## Text passage:
The article “Minds of Their Own” was written by the author Virginia Morell and published in the National Geographic Magazine. In this article Virginia explores the mental abilities of animals and explains how scientists have discovered the intelligence in them. The article begins with an example of a scientist, Irene Pepperberg, who is a Harvard University graduate. She introduced to her laboratory a parrot named Alex and attempted to teach it how to communicate. According to Morell, there are particular skills that are seen to indicate higher mental abilities in animals; a good memory, self-awareness, grasp of grammar and symbols, understanding other’s motives as well as initiating others and the ability to being creative (Morell 1).
After thirty years of providing studies to Alex, Pepperberg observed that Alex dominated over the other parrots which were not trained. Alex acted huffy at the presence of Pepperberg and put up with female human beings while fell to pieces when a male human being was around. After trainaing Alex could communicate through vocal tract sounds imitating English words. Initially only animals like chimpanzees were thought to be showing mental intelligence characteristics but Irene Pepperberg’s experience with the parrot seemed to prove otherwise. Charles Darwin made attempts trying to explain how the intelligence in human beings evolved. He even gave an example of earthworms which he believed had cognitive intelligence. Therefore, Darwin believed that intelligence levels were possible across all the animal kingdom.
Further mental abilities have been demonstrated in dogs with a number of dog owns being able to communicate and understand their dogs. Various experiments therefore exhibit cognitive ability in animals. The animals too like human beings if trained and exposed to a learning environment, they develop mental intelligence and they can even communicate with human beings. They exhibit different degrees of intelligence and hence the necessity to change the notion that animals are mere machines.

## Task list:
**A.** According to the essay on animal minds, what was the name of the parrot that Irene Pepperberg introduced to her laboratory?
**B.** Render the sentence "Various experiments therefore exhibit cognitive ability in animals." from the essay on animal minds into Spanish.
**C.** Write the passage that would follow the final sentence of the essay on animal minds.
The entries that follow are taken from a separate, unrelated source.

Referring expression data
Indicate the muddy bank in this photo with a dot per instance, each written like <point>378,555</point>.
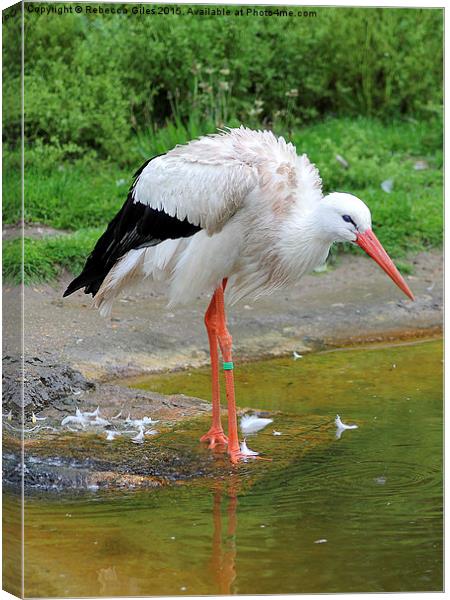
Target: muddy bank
<point>71,354</point>
<point>351,303</point>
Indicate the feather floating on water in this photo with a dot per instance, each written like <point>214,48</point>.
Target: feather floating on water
<point>94,413</point>
<point>341,427</point>
<point>100,422</point>
<point>253,423</point>
<point>245,450</point>
<point>78,419</point>
<point>139,438</point>
<point>140,422</point>
<point>151,432</point>
<point>34,418</point>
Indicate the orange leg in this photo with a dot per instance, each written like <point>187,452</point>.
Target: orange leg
<point>225,343</point>
<point>215,435</point>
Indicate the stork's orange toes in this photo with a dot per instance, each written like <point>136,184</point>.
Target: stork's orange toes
<point>215,437</point>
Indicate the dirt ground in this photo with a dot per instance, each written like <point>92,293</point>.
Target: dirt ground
<point>353,302</point>
<point>72,357</point>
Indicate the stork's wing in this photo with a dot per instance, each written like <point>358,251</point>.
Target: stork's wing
<point>200,182</point>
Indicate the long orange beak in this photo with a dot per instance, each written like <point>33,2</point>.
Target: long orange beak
<point>369,242</point>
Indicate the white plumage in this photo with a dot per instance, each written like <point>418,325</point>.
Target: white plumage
<point>237,210</point>
<point>248,190</point>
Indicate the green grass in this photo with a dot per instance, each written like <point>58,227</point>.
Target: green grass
<point>83,196</point>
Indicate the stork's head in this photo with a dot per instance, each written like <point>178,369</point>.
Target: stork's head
<point>345,218</point>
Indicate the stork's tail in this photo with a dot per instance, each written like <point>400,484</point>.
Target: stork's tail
<point>126,273</point>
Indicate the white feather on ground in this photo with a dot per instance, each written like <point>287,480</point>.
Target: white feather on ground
<point>253,424</point>
<point>139,438</point>
<point>341,427</point>
<point>245,450</point>
<point>79,419</point>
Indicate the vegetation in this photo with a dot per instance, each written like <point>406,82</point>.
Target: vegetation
<point>103,93</point>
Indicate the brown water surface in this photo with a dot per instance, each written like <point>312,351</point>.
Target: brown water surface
<point>359,513</point>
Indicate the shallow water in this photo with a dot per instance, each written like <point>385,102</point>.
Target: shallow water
<point>359,513</point>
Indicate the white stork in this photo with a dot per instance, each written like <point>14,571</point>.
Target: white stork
<point>238,209</point>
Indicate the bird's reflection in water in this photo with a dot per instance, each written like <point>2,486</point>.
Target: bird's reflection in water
<point>223,558</point>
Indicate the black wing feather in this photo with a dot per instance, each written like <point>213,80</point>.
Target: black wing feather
<point>136,225</point>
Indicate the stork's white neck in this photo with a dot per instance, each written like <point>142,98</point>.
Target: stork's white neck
<point>305,244</point>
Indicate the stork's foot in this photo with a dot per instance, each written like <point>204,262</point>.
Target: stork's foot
<point>215,437</point>
<point>236,456</point>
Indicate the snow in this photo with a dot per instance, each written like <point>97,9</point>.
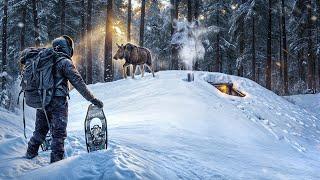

## Responses for each task:
**A.** Alex.

**B.** Por lo tanto, diversos experimentos muestran capacidad cognitiva en los animales.

**C.**
Stopping a Global Killer
The article “Stopping a Global Killer” was written by Michael Finkel and published in the National Geographic Magazine in the year 2007. In his article Finkel explores Malaria disease and how into comes into claiming a number of lives. Mosquitoes spread Malaria through their painless bites especially during the night time. The male mosquitoes are not interested in human blood. On the other hand, female mosquitoes are interested in the protein rich hemoglobin human blood. The female parasites use this blood for the nourishment of their eggs. To prevent blood from coagulation, the mosquitoes oil the bite area using their saliva. Such saliva contain worm like creatures. The creatures are called plasmodia which are single celled and they are responsible for spreading malaria. Single plasmodium in a human’s blood stream is as deadly as killing a person.
The plasmodium remains in the blood for a few minutes while invading the circulatory system into the liver cells. The earth is a malarious planet as the disease is endemic to more than 106 nations around the world. This poses a dead threat to more than a half of the world population. This makes malaria a global killer. Malaria is perceived as a disease of the poor nations with the rich ones believed to have gotten rid of it. To disable the disease, every malaria fighting technique has to be initiated such as the use of bed nets as well as malaria drugs availed in hospitals. Current research by scientists across the world aims at finding a vaccine for the global killer disease.
Finkel, Michael. "Stopping A Global Killer; The rapidly spreading disease affects more people than ever before. But until recently, the outcry has been muted." National Geographic July 2007: n. pag. Print.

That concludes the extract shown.